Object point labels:
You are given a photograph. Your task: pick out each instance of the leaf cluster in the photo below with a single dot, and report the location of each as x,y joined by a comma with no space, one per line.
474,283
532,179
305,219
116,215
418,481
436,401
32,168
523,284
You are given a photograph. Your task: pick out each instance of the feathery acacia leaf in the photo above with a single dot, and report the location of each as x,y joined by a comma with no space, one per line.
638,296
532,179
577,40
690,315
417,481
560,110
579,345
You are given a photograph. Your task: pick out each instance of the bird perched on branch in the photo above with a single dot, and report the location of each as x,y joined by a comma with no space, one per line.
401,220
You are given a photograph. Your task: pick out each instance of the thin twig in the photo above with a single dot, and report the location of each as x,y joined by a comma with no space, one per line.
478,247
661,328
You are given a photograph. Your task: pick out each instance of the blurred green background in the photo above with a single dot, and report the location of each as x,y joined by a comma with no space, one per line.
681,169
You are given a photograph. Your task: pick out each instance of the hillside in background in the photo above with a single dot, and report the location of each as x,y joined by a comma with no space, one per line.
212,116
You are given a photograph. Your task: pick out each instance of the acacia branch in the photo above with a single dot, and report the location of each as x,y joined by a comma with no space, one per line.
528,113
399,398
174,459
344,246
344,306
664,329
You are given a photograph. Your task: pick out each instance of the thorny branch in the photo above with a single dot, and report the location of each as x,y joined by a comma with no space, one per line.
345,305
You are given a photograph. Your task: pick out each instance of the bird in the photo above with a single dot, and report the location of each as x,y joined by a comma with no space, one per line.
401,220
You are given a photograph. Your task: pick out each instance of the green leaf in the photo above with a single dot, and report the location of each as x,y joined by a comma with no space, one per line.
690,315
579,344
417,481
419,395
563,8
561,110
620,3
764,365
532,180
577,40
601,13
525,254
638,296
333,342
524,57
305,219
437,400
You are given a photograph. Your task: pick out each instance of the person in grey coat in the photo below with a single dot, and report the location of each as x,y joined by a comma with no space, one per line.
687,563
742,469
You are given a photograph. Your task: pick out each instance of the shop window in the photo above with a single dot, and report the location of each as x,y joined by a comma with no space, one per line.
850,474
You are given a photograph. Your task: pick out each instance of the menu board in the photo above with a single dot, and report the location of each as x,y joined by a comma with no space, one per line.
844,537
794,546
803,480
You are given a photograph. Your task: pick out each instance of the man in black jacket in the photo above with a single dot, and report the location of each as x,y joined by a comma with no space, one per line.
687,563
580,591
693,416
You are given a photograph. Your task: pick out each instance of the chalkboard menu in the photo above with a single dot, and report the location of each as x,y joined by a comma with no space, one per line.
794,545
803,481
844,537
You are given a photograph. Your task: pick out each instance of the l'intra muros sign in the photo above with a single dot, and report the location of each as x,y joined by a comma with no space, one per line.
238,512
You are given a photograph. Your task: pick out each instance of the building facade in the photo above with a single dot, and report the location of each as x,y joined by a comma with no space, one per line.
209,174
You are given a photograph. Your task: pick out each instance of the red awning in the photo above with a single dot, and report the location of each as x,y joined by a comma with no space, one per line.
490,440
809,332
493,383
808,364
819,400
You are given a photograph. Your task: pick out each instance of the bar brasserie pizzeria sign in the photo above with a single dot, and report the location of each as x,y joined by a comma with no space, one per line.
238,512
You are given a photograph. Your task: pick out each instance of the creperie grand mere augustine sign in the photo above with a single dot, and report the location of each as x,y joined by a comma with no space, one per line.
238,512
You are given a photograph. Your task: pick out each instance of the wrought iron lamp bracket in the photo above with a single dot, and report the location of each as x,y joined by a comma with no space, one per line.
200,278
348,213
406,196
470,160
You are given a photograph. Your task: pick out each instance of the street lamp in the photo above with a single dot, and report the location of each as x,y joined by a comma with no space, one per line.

### What you have to do
Restate the whole of the material exactly.

### Final answer
You are given a photograph. Your task: pick out each instance of the leaf cluster in the photo below with a single dot, and report the location of each as x,y joined by a comma with no space, one per line.
474,283
532,179
305,219
116,215
418,481
436,401
32,168
523,284
You are given a photograph. Your task: pick out each instance of the feathery acacia leaf in the photo above with a single dot, and report the location of each as x,y joined by a comma with no space, one per line.
638,296
532,179
577,40
690,315
417,481
560,110
579,345
You are given a photograph. Your task: pick out each instance of the bird perched on branch in the photo above with a single dot, and report the location of each as x,y joined by a comma with no space, one per line.
401,220
You are given a photograph. Your task: pick out each instance of the thin twig in the photo above with a single dot, and report the location of each as x,y joined by a comma with no space, one per line.
478,247
661,328
You are given a photograph. Your task: pick out each instance of the blurred green background in the photo above with a single dot, and report the location of each as x,y joined by a comma with no space, one per line.
681,169
You are given a photograph. Your task: pick out each instance of the hillside in background in the photo above with a single dot, and report the location of each as x,y joined by a comma with no space, one per line.
212,116
You are given a photograph. Your task: pick out each instance of the acacia branch in the photo above with a single dot, and report the location of each as x,y joined by a comma with no space, one per line.
528,113
399,398
174,459
344,246
344,306
664,329
You are given a photograph. Your task: pick out each instance of the thorny branch in the photo above with a single dot, and report the location of each as x,y joined by a comma with no space, one per line.
345,305
You are given a photograph. Your task: pick out each instance of the bird in the photo above with a single dot, and report the location of each as x,y joined by a comma with no space, one per line.
401,220
You are given a photograph. Your task: pick out each instance of the green leaf in the photo above with a single dot, and report the location of each as x,y joined by a comma with no space, one per line.
690,315
579,344
417,481
419,395
563,8
561,110
620,3
764,365
532,180
577,40
601,13
525,254
638,296
333,342
524,57
305,219
437,400
You are given a photograph. Your task: pick out each instance of the person in grey coat in the photo below with a single dot, and report the location of each as x,y joined by a comma with no space, one per line.
687,563
742,469
You are given a photograph. Your task: pick out each instance of the shop window in the photo above with a single dot, and report the location of each as x,y joined by a comma with no space, one per line.
850,474
You are given a photograph. Your task: pick out each instance of the menu board in the photo above with a single dot, and report the location of each as x,y joined by a comma with no space, one per line.
844,537
794,546
803,480
You are given a photograph. Your task: pick out each instance of the man in black jacket in the photo above with a single dot, and report the location of each as x,y joined by a comma with no space, one per line.
687,563
580,591
693,416
You are given a photograph. Your task: pick out each instance of the chalkboard menu in the photo above with a single dot, and report the location of each as x,y joined by a comma with no space, one per line.
794,545
803,481
844,537
You are given a photograph. Your task: pick out each instance of the l'intra muros sign in the photo above with a single dot, and report the location of each as x,y joined by a comma with no space, one per line.
238,512
You are given a photograph. Your task: pick out each instance of the building facade in the photo above with a single dot, and report the location of each as x,y joined by a comma with no space, one per line.
209,174
You are given a photograph. Your task: pick out each instance of the red awning in the photo above with a single dot, and report the location of each as x,y joined by a comma with no space, one per line.
490,440
809,332
493,383
808,364
819,400
You are given a photograph. Your task: pick out each instance of the bar brasserie pizzeria sign in the photo above with a single dot, and report the location of each as x,y joined by a comma with no space, one per line.
238,512
You are given a photograph. Your task: pick out each instance of the creperie grand mere augustine sign in the photo above with a single dot, and report the location of each as x,y joined by a comma with no space, one per line.
238,512
You are given a photograph. Your task: pick out each instance of the wrought iron lamp bracket in the photo above with a single dot, and report the location of each as x,y joined by a comma with no space, one per line.
200,278
348,213
406,196
470,160
You are given a photograph. Your task: pick out each instance of the street lamp in the photo above with a single dot, and report the location of each as x,y joined by a comma with no space, one per line.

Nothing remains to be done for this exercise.